%%

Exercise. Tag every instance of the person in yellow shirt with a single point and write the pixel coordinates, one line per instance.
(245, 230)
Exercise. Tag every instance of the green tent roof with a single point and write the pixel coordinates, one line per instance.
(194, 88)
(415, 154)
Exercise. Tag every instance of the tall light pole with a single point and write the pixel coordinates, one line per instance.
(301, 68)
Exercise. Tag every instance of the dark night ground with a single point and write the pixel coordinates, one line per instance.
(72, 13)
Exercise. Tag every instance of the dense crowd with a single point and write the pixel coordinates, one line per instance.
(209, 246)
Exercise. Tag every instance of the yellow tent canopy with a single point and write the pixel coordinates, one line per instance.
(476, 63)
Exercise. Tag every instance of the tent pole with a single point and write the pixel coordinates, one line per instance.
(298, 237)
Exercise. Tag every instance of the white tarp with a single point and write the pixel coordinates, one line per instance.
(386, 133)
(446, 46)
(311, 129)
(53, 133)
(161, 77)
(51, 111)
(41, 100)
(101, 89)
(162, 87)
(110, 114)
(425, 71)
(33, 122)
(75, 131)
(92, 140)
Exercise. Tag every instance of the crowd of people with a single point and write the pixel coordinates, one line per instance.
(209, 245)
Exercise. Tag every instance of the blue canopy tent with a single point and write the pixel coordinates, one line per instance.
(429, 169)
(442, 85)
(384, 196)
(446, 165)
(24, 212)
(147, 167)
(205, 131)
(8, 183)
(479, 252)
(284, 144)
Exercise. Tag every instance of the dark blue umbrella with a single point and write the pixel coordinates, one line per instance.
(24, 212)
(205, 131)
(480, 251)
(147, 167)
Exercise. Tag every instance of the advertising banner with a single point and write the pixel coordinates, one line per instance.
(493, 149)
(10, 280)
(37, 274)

%%

Problem statement
Would you output every entry exactly as it was written?

Problem solution
Exercise. Tag every instance of the person in yellow shirt with a single point and write the pixel coordinates, one line per instance.
(245, 230)
Exercise. Tag every instance of the green tent roof with a single point and write the pixel coordinates, one line per instance.
(194, 88)
(415, 154)
Exercise. Tag every instance of the tall light pole with a single point and write the pixel coordinates, one line per instance.
(301, 68)
Exercise. Tag every instance of the dark night ground with a single point and write the pixel coordinates, one line per instance.
(72, 13)
Exercise. Tag every instance of the dense crowd with a single point and write the pixel coordinates, one line per instance.
(209, 246)
Exercise. Tag every instance of the yellow tent canopy with a single point and write the pixel coordinates, one line per instance.
(476, 63)
Exercise. Tag every instance of the tent pole with a single point and write the pixel coordinates, one line per instance.
(298, 237)
Exercise. Tag every instance of the white tarp with a single point and write the pixel coordinates, one line per instance.
(386, 133)
(446, 46)
(311, 129)
(53, 133)
(161, 77)
(51, 111)
(41, 100)
(101, 89)
(162, 87)
(110, 114)
(425, 71)
(33, 122)
(75, 131)
(92, 140)
Exercise. Tag every instance of the crowd of people with a single point and write the pixel coordinates, one line per instance.
(209, 245)
Exercise. Tag every instance of the blue canopy tent with a single point and write the pixel coordinates, one line per instance.
(429, 169)
(442, 85)
(384, 196)
(446, 165)
(24, 212)
(147, 167)
(205, 131)
(8, 183)
(479, 252)
(284, 144)
Exercise. Tag every instance of the dark blue umbrella with a single point and write the pixel coordinates, one line per instance.
(24, 212)
(205, 131)
(480, 251)
(147, 167)
Exercise. Tag every instance of the advertising banner with a single point and write the pixel coordinates, one line per instance.
(493, 149)
(10, 280)
(37, 274)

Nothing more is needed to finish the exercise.